Source data:
────────────────────
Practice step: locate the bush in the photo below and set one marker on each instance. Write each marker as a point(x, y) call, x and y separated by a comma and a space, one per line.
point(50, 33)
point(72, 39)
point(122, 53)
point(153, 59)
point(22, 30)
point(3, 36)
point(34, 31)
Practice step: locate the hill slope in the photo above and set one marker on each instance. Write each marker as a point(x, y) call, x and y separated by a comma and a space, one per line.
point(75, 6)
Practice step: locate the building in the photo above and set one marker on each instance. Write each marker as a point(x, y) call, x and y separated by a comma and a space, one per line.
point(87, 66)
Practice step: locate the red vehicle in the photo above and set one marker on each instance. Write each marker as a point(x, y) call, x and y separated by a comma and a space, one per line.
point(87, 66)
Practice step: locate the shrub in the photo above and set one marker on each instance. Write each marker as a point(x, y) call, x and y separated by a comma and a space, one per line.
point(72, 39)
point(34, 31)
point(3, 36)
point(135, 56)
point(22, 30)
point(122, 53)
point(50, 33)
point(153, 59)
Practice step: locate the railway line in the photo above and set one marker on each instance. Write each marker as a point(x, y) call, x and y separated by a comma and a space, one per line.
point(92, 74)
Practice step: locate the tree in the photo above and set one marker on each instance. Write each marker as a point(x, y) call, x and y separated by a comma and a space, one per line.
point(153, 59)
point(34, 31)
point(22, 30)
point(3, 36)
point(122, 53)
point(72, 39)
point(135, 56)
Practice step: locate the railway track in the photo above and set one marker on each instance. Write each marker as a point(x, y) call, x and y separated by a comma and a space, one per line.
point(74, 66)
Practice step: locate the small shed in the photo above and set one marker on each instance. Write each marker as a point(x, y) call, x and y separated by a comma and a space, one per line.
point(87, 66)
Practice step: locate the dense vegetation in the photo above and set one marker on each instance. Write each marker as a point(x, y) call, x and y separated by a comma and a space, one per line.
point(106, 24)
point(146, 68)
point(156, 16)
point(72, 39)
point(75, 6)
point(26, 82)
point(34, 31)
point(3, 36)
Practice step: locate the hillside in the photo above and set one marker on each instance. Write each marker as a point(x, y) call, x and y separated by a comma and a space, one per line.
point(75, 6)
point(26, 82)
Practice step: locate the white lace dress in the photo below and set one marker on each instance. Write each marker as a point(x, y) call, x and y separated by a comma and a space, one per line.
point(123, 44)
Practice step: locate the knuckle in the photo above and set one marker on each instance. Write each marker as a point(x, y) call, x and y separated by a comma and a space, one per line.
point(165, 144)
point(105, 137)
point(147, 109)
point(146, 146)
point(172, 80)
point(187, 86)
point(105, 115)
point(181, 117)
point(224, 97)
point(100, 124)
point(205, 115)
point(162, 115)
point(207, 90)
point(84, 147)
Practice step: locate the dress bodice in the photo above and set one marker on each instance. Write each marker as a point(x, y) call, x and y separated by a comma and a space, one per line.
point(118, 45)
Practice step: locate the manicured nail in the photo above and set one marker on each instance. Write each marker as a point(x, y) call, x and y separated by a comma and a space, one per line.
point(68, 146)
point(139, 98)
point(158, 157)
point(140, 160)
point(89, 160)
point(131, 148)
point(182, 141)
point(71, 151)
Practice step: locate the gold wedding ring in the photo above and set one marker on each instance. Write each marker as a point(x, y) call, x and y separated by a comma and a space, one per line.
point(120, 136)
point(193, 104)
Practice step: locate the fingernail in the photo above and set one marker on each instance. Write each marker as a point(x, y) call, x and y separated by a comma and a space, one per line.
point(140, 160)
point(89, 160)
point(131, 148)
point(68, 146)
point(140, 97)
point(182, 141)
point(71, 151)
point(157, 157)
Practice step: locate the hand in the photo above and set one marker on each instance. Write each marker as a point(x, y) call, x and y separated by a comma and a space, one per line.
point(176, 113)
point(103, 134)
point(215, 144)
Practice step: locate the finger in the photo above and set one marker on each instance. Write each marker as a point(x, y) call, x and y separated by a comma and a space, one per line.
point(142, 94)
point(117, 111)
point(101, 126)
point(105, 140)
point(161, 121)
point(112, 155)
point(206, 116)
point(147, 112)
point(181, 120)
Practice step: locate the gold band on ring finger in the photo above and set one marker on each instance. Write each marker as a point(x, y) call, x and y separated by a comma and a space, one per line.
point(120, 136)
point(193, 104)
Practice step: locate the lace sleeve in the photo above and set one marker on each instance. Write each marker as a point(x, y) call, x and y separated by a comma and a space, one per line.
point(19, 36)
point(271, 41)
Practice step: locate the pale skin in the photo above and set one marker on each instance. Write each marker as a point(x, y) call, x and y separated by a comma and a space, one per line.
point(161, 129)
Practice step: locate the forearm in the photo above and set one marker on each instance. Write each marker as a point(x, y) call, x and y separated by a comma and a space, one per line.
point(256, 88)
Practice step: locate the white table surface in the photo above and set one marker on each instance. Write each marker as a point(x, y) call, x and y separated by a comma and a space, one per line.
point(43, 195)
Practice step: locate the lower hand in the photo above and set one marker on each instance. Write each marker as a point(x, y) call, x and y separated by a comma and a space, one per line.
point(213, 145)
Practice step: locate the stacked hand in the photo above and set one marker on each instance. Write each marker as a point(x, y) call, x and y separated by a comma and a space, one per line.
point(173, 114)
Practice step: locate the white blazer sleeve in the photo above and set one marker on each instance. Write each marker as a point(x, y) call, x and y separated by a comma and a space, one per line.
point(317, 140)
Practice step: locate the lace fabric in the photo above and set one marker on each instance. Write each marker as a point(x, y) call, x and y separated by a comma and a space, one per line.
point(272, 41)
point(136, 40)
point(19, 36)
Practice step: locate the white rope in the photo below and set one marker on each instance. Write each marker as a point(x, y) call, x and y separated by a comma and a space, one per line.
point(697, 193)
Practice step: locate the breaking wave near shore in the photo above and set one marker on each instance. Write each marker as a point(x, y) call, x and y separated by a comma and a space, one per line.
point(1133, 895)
────────────────────
| WORK TO COMPLETE |
Could you repeat every line of the source data above word for word, keeping the original order?

| FINISHED ANSWER |
Practice step: locate the bush in the photo below and set one marker on each instance. Write each marker as a point(x, y) call, x and y separated by a comma and a space, one per line.
point(50, 33)
point(72, 39)
point(122, 53)
point(153, 59)
point(22, 30)
point(3, 36)
point(34, 31)
Practice step: locate the hill slope in the photo above and set one marker on each instance. Write each marker as a point(x, y) call, x and y separated by a comma and a space, one per line.
point(75, 6)
Practice step: locate the building in the photo above and set one marker on each instance. Write each marker as a point(x, y) call, x and y separated by a comma and a space, one per line.
point(87, 66)
Practice step: locate the red vehicle in the photo above and set one marker on each instance. Write each marker as a point(x, y) call, x and y separated by a comma and a space, one per line.
point(87, 66)
Practice step: locate the shrub in the photo above and set one marker on each instance. Write each marker as a point(x, y) call, x and y separated by a comma and a space, one per line.
point(72, 39)
point(34, 31)
point(3, 36)
point(135, 56)
point(22, 30)
point(122, 53)
point(50, 33)
point(153, 59)
Practice step: locate the railway line in the photo above and set one marker on each instance. Write each marker as a point(x, y) call, x and y separated by a comma and a space, one per line.
point(92, 74)
Practice step: locate the tree in the photo above and set one marker on each instance. Write each marker as a point(x, y) call, x and y separated by a comma and a space, one per line.
point(153, 59)
point(34, 31)
point(22, 30)
point(3, 36)
point(122, 53)
point(72, 39)
point(135, 56)
Practice step: locate the railway track in the photo above and set one marker on each instance. Write each marker as a point(x, y) call, x and y separated by a comma and a space, one per line.
point(74, 66)
Practice step: locate the small shed in the photo above and set one marker on each instance. Write each marker as a point(x, y) call, x and y separated by a comma and a space, one per line.
point(87, 66)
Practice step: locate the dense vegetation in the photo above and set one marker on each instance. Write each marker as a point(x, y) call, x and y separated by a comma and a space, one per line.
point(106, 24)
point(146, 68)
point(156, 16)
point(72, 39)
point(75, 6)
point(26, 82)
point(34, 31)
point(3, 36)
Practice step: locate the hillside in the photo above and set one marker on each instance. Write each marker as a point(x, y) call, x and y separated by a comma and a space, one per line.
point(75, 6)
point(26, 82)
Practice step: locate the white lace dress in the photo below and set one marker on each instance. Write each marker as a point(x, y) call, x and y separated by a comma and a space, one per line.
point(123, 44)
Practice step: locate the knuckle in the photo above and set one marker on each instance. Write each marker as a point(x, y) call, x and y separated by a comma and a space, one per line.
point(165, 144)
point(105, 137)
point(147, 109)
point(146, 146)
point(172, 80)
point(187, 86)
point(105, 115)
point(181, 117)
point(224, 97)
point(100, 124)
point(205, 115)
point(162, 115)
point(207, 90)
point(84, 147)
Practice step: locate the dress bodice in the photo above and set one marker on each instance. Write each marker as a point(x, y) call, x and y separated by a comma and a space, one per line.
point(118, 45)
Practice step: locate the manicured nail in the photo above and set one marker on each instance. Write each marker as a point(x, y) call, x and y separated by a comma and a space, one per line.
point(68, 146)
point(139, 98)
point(158, 157)
point(140, 160)
point(89, 160)
point(131, 148)
point(182, 141)
point(71, 151)
Practice step: locate the gold wedding ring in the photo above and set one marker on each instance. Write each marker as a point(x, y) call, x and y separated by a comma and a space, one per line.
point(120, 136)
point(193, 104)
Practice step: locate the fingernail in the photo above and set one marker on each instance. Write each marker as a point(x, y) call, x and y separated by a comma and a space, one per line.
point(140, 160)
point(89, 160)
point(131, 148)
point(68, 146)
point(140, 97)
point(182, 141)
point(71, 151)
point(157, 157)
Practice step: locate the hand in the photo above and set one marker on each instance. Write each marker as a point(x, y) call, x and y separated by a comma and a space, one per line.
point(176, 113)
point(103, 134)
point(215, 144)
Practice step: locate the finger in the photo above and set one marker on each instance. Write each marker as a point(x, y) call, x and y separated by a comma and a space, one per line.
point(142, 94)
point(117, 111)
point(101, 126)
point(105, 140)
point(161, 121)
point(112, 155)
point(206, 116)
point(147, 112)
point(181, 120)
Practice step: locate the gold band on ring finger in the photo above and set one marker on each instance. Write each marker as a point(x, y) call, x and y separated by a comma and a space, one per line.
point(120, 136)
point(193, 104)
Practice step: locate the lace sleeve in the photo above and set one marker on each instance. Write each marker as a point(x, y) call, x and y separated by a comma and a space, one per line.
point(19, 36)
point(271, 41)
Practice step: locate the pale skin in the photo above and set one marker on each instance. Write each marker as a point(x, y) call, x and y separated by a comma and a space, one per line.
point(161, 129)
Practice step: locate the forearm in the photo above and set one marker on each instance. Write each marker as a point(x, y) call, x and y separated by a comma and a space, one per line.
point(256, 88)
Practice step: locate the white table surface in the photo above and set one marker on each instance. Write each marker as a point(x, y) call, x and y separated by a comma and a space, one per line.
point(43, 195)
Practice step: locate the lower hand in the photo above and set one marker on each instance. Write each marker as a point(x, y) call, x and y separated by a comma and a space, one per line.
point(213, 145)
Practice step: locate the stacked hand in the photo above and set one marker on each instance. Write each marker as a point(x, y) call, x and y separated by a comma and a space, one per line.
point(173, 114)
Practice step: locate the white blazer sleeve in the photo above and set one marker on each instance. Write each marker as a point(x, y) call, x and y separated by a comma and a space, one per line.
point(317, 140)
Practice step: locate the lace fabric in the photo above and set one marker on each instance. Write each marker as a point(x, y) call, x and y separated by a comma and a space, one per line.
point(272, 41)
point(136, 40)
point(19, 36)
Practice step: locate the white rope in the photo below and set one marker on each instance. Write each marker as a point(x, y) call, x and y separated by a comma and a space, one per line.
point(697, 193)
Practice step: locate the breaking wave near shore in the photo above and set one marker on each instance. Write each marker as a point(x, y) call, x and y separated by a comma and a space, one per line.
point(1133, 895)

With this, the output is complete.